Display each line of the listing below that contains the word "blue".

──────── Data records ────────

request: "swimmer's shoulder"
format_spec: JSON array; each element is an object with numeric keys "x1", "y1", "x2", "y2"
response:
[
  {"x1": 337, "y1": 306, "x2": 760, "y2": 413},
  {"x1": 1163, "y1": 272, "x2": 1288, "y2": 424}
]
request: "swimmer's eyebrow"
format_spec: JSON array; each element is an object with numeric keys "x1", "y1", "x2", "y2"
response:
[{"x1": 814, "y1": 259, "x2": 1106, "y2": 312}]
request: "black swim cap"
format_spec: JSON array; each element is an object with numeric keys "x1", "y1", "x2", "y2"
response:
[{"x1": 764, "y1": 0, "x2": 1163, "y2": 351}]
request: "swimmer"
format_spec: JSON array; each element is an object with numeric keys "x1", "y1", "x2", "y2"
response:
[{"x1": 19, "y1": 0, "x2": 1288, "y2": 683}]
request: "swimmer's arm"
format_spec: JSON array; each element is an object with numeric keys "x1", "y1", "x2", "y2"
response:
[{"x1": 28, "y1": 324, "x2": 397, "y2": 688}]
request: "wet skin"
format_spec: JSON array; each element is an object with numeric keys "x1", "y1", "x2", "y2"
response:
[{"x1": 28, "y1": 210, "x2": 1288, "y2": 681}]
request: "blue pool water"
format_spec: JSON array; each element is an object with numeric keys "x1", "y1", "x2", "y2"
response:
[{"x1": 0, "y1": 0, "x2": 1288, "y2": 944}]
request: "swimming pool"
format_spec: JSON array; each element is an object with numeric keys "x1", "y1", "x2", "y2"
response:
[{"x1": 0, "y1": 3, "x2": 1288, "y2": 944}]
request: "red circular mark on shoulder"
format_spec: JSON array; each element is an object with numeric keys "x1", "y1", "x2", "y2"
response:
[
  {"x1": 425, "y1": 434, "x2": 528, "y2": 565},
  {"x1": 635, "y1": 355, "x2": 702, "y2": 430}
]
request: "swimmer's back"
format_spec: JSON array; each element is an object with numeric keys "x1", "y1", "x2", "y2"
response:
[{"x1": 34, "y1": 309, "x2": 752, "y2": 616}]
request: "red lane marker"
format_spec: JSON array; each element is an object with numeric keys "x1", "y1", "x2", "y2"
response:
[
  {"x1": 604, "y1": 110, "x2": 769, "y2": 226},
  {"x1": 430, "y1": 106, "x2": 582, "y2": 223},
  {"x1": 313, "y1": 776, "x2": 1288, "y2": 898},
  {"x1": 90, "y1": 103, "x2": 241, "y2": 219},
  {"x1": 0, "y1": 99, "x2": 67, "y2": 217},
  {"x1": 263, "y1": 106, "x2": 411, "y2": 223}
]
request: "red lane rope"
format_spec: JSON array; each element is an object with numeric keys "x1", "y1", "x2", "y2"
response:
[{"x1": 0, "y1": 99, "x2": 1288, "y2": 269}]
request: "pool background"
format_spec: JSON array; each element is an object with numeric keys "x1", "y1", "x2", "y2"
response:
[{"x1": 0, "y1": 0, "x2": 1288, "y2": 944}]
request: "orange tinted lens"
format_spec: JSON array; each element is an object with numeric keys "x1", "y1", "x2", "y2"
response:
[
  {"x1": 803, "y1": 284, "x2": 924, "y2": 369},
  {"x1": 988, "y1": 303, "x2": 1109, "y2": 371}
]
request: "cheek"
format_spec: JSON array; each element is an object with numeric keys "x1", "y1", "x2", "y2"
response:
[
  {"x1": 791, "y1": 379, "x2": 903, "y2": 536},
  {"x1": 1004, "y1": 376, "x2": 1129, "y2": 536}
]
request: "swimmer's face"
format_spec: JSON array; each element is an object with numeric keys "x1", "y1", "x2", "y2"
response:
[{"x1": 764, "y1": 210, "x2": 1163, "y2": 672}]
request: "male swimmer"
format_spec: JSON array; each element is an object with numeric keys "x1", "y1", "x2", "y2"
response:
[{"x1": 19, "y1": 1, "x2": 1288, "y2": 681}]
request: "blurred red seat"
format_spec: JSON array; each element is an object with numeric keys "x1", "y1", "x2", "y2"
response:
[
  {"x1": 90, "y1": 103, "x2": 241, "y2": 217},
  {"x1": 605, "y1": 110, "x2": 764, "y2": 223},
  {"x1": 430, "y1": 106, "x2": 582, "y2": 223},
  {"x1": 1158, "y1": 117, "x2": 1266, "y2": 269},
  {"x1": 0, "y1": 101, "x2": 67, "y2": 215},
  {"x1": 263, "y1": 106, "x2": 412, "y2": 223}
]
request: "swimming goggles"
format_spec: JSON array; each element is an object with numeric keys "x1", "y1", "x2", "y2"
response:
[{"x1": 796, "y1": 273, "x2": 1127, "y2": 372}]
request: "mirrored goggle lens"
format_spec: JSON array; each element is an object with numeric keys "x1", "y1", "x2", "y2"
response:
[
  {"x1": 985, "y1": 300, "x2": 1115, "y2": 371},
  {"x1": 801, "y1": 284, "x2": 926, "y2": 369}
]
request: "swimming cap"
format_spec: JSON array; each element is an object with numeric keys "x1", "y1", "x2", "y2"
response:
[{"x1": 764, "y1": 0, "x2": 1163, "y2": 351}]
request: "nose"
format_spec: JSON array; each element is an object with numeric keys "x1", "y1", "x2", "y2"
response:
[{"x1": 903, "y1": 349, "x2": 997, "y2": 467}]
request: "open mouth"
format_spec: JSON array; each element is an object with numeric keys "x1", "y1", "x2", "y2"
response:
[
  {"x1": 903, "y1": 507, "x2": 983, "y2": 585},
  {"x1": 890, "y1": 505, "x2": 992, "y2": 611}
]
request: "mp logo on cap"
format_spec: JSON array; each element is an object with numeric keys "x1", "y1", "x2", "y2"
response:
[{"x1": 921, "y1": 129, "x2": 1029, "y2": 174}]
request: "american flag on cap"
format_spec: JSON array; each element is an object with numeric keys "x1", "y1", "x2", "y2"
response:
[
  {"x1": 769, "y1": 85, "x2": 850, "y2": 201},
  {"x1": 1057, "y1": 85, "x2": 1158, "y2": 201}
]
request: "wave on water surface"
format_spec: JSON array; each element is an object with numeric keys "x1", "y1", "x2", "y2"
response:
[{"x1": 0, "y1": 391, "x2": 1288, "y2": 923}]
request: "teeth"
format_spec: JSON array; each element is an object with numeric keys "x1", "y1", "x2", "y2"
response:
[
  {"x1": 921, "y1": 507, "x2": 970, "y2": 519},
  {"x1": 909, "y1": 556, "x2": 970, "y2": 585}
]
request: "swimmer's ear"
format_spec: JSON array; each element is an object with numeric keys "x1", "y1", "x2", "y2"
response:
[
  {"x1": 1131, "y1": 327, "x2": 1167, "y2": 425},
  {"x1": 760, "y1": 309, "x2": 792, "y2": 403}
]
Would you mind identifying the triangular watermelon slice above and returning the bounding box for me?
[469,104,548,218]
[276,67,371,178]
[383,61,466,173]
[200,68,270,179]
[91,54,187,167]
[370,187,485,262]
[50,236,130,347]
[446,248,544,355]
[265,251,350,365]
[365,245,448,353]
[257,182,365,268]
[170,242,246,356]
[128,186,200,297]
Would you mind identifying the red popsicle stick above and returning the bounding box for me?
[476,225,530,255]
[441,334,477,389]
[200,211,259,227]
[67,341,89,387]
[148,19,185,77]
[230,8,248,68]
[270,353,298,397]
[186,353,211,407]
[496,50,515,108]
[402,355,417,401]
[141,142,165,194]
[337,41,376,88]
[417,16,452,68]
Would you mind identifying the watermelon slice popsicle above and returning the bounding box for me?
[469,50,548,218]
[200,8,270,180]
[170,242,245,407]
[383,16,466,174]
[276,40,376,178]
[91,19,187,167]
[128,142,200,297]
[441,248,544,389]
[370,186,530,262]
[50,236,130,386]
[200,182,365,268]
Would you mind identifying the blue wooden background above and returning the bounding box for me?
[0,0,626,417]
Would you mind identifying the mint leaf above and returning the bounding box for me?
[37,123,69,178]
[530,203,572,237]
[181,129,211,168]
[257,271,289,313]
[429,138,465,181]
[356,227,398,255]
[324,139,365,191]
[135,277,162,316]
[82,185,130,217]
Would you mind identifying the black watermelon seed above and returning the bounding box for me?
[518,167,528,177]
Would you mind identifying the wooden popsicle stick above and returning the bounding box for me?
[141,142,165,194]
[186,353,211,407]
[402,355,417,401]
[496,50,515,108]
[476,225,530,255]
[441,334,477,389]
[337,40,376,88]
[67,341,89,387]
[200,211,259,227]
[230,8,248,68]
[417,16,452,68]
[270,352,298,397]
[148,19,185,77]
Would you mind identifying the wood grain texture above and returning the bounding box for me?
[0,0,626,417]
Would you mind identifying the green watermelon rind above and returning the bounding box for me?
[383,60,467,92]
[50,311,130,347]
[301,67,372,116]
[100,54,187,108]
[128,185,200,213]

────────

(Correct result):
request: "blue pool water"
Would you mind identifying the blue wooden background above and returning the bounding box for me?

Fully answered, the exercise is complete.